**DOCUMENTO:**
========================================

O presidente do Instituto Nacional de Estudos e Pesquisas Anísio Teixeira (Inep), Danilo Dupas Ribeiro, participou de audiência pública da Comissão de Educação, hoje (10). Ele foi convocado dois dias após pelo menos 35 servidores efetivos do órgão federal terem pedido demissão de cargos em comissão.
Numa apresentação inicial que durou meia-hora, Dupas Ribeiro destacou que todos os exames e avaliações aplicados pelo Inep estão "garantidos" e "serão realizados normalmente". Segundo ele, a edição 2021 do Exame Nacional do Ensino Médio (Enem) não será prejudicada pelas exonerações dos servidores dos cargos que ocupavam, inclusive do Enem. A previsão é que 3,7 milhões de inscritos realizarão as provas nos últimos domingos de novembro, dias 21/11 e 28/11.
O gestor do Inep também disse que "repudia e não compactua com qualquer ato que se enquadre como assédio moral". As afirmações feitas por Dupas se deveram a denúncias da Associação dos Servidores do Inep (Assinep), conforme documento a que a reportagem teve acesso e relatamos aqui.
Nenhuma das respostas dadas pelo presidente da autarquia federal, subordinada ao Ministério da Educação (MEC), satisfez aos deputados federais de oposição presentes na sessão. A ponto de Glauber Braga (PSoL-RJ) sugerir que havia "dificuldade de comunicação" entre os dois.
"Seis milhões de brasileiros acessavam o Ensino Superior através do Enem, agora é metade. Isso é fruto dessa incapacidade gerencial e da opção política que o governo fez, nas falas do próprio ministro [Milton Ribeiro], quando fala que a educação não é pra todos", rebateu o deputado Danilo Cabral (PSB-PE), coordenador da Frente Parlamentar Mista do Serviço Público.

========================================

**DADOS EXTRAÍDOS:**
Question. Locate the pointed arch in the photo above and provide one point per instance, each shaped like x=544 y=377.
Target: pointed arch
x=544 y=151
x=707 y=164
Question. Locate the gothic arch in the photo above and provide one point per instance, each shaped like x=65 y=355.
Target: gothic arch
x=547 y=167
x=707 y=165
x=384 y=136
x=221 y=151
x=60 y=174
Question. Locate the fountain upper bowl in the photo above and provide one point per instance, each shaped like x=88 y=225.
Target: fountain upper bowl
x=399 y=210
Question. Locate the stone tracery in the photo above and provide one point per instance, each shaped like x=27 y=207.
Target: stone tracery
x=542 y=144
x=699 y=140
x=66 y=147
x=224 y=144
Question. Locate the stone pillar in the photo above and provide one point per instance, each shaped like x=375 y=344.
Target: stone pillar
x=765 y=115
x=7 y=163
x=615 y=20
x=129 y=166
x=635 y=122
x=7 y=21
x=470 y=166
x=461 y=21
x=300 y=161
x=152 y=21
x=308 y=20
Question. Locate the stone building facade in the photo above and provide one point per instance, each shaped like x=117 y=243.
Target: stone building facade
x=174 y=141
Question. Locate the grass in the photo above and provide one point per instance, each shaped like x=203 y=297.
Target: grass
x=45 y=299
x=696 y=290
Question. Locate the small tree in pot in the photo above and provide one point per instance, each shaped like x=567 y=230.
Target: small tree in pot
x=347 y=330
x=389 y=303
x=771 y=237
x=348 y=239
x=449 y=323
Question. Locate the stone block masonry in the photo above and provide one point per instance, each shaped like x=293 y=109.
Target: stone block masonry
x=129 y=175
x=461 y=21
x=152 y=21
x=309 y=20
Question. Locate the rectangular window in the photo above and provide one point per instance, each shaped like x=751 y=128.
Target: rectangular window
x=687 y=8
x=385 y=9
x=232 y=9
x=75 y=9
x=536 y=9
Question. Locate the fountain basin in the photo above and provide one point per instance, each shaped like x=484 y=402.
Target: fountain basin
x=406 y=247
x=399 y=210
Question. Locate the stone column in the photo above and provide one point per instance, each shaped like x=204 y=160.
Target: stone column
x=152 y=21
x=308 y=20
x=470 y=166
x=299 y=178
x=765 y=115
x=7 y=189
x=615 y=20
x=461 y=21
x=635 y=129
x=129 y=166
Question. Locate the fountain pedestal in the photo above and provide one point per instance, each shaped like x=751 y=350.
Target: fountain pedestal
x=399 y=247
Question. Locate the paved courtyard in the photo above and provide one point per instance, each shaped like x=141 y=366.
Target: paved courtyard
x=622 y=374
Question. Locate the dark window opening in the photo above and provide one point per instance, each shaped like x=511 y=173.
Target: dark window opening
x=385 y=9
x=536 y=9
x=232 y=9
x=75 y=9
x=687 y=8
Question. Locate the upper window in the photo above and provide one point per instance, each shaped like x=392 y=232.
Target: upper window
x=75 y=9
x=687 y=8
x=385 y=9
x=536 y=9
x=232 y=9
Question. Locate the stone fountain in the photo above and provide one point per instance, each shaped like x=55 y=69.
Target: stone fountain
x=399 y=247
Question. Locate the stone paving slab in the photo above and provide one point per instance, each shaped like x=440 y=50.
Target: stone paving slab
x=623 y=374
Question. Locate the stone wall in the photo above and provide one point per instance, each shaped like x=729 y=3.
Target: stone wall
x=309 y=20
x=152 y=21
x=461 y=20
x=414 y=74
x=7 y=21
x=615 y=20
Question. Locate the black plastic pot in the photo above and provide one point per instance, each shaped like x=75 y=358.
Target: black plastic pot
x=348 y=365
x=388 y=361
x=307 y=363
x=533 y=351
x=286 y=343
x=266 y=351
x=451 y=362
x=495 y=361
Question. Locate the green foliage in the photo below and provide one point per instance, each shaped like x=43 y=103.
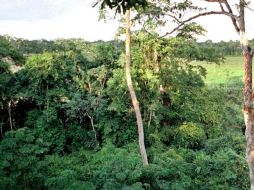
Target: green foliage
x=74 y=126
x=189 y=135
x=122 y=5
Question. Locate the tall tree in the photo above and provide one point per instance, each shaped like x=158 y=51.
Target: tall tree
x=125 y=7
x=237 y=17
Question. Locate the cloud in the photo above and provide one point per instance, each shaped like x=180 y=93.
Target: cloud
x=77 y=20
x=33 y=9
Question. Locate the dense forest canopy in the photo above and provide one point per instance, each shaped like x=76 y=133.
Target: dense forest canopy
x=67 y=122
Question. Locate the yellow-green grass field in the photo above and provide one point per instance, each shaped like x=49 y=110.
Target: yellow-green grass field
x=232 y=68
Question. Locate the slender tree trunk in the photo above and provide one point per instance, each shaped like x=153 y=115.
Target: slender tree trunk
x=248 y=114
x=9 y=113
x=134 y=100
x=247 y=111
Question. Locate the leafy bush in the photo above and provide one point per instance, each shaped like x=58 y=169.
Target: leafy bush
x=189 y=135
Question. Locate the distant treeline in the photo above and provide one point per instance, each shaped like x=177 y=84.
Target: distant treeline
x=232 y=48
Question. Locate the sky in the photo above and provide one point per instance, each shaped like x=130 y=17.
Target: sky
x=52 y=19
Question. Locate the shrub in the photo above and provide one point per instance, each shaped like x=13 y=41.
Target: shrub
x=189 y=135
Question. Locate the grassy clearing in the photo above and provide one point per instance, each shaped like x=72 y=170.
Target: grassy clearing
x=232 y=68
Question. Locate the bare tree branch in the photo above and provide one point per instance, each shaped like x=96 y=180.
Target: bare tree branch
x=200 y=15
x=234 y=21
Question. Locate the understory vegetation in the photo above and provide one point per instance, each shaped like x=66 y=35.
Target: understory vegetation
x=66 y=119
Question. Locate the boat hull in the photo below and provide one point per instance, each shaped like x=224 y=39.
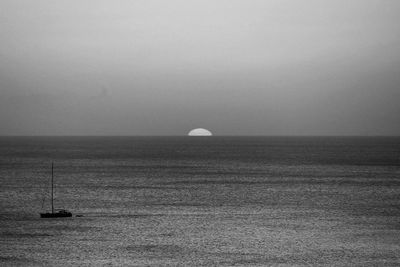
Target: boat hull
x=55 y=215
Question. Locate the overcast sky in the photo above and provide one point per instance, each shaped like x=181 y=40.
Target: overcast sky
x=248 y=67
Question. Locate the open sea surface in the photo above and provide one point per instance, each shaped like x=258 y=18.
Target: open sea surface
x=201 y=201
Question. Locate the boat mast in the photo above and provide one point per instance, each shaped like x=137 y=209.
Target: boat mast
x=52 y=174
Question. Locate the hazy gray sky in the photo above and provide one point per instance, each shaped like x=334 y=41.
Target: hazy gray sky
x=310 y=67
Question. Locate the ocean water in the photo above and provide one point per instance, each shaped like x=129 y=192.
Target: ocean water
x=219 y=201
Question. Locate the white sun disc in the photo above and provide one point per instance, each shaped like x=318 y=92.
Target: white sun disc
x=200 y=132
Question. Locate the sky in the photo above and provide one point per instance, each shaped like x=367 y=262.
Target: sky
x=234 y=67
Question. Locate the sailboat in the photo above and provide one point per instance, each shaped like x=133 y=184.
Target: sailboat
x=59 y=213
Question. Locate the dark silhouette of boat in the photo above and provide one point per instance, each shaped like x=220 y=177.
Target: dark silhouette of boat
x=59 y=213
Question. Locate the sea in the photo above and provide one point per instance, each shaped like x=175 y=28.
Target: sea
x=201 y=201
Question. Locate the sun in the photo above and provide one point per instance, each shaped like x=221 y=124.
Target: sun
x=200 y=132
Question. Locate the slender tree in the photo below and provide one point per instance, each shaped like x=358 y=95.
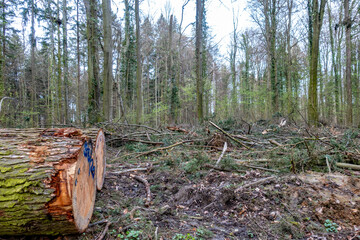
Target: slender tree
x=78 y=101
x=198 y=56
x=93 y=66
x=315 y=14
x=138 y=66
x=348 y=84
x=65 y=63
x=107 y=73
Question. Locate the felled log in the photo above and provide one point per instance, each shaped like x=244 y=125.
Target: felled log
x=96 y=135
x=47 y=182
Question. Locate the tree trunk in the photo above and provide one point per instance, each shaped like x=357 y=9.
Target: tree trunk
x=198 y=55
x=59 y=70
x=138 y=66
x=348 y=86
x=33 y=71
x=335 y=67
x=107 y=73
x=65 y=64
x=48 y=181
x=78 y=106
x=290 y=103
x=317 y=13
x=93 y=66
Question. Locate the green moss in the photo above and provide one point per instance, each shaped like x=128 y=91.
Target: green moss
x=11 y=182
x=5 y=153
x=5 y=169
x=23 y=170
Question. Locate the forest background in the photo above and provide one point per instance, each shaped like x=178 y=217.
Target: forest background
x=300 y=60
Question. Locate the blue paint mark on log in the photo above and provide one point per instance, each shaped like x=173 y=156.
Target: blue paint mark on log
x=88 y=155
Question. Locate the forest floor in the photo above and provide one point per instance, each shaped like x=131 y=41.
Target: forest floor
x=273 y=180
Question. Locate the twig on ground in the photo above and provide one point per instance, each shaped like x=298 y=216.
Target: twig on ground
x=102 y=235
x=229 y=135
x=162 y=148
x=255 y=183
x=222 y=154
x=130 y=170
x=272 y=141
x=134 y=140
x=327 y=163
x=224 y=170
x=98 y=222
x=348 y=165
x=260 y=168
x=147 y=187
x=132 y=212
x=143 y=126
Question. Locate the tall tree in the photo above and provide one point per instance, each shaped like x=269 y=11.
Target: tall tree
x=198 y=56
x=334 y=64
x=233 y=52
x=33 y=66
x=107 y=73
x=78 y=102
x=290 y=4
x=93 y=66
x=348 y=84
x=138 y=66
x=65 y=63
x=315 y=15
x=128 y=61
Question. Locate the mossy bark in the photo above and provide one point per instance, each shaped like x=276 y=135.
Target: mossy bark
x=37 y=176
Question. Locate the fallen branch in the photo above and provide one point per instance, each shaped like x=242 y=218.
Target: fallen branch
x=222 y=154
x=98 y=222
x=348 y=165
x=229 y=135
x=162 y=148
x=260 y=168
x=102 y=235
x=255 y=183
x=143 y=126
x=130 y=170
x=222 y=169
x=272 y=141
x=147 y=187
x=135 y=140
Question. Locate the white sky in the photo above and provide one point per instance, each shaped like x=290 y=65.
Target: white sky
x=219 y=16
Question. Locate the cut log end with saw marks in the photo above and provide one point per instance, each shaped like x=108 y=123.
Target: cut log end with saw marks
x=47 y=182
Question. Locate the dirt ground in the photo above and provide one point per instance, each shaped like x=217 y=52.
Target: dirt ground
x=270 y=182
x=192 y=200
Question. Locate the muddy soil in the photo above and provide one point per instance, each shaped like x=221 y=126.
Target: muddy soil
x=214 y=204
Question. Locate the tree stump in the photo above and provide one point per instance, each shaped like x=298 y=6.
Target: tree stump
x=98 y=136
x=47 y=182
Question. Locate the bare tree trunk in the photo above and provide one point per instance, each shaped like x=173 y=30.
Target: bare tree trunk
x=334 y=66
x=59 y=70
x=138 y=66
x=198 y=55
x=289 y=64
x=107 y=73
x=65 y=63
x=78 y=102
x=234 y=99
x=33 y=70
x=348 y=86
x=93 y=66
x=317 y=13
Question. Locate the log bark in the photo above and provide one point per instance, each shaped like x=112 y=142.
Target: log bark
x=96 y=135
x=47 y=181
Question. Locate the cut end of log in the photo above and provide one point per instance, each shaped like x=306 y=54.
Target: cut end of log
x=84 y=186
x=100 y=152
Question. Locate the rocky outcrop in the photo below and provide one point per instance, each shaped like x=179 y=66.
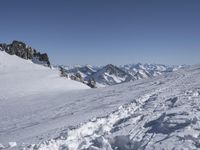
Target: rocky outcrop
x=22 y=50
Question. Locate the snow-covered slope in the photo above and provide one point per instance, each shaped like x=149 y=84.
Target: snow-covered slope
x=20 y=77
x=160 y=113
x=112 y=75
x=157 y=113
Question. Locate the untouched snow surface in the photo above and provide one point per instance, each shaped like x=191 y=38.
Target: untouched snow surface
x=157 y=113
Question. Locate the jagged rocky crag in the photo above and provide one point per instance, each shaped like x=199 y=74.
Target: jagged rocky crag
x=26 y=52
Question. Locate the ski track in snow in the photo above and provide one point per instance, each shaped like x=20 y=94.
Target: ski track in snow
x=157 y=113
x=104 y=133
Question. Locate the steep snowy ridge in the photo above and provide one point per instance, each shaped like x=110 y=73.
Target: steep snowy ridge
x=22 y=77
x=165 y=116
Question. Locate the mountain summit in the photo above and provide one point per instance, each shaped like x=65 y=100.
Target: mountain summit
x=26 y=52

========================================

**ENUNCIADO:**
Responda com base na reportagem sobre o Inep:
1. Quantos servidores efetivos do órgão pediram demissão de cargos em comissão?
2. Quantos inscritos devem fazer as provas do Enem 2021?
3. Qual deputado sugeriu que havia "dificuldade de comunicação"?

**RESPOSTA:**
1. Pelo menos 35 servidores efetivos.
2. 3,7 milhões de inscritos.
3. Glauber Braga (PSoL-RJ).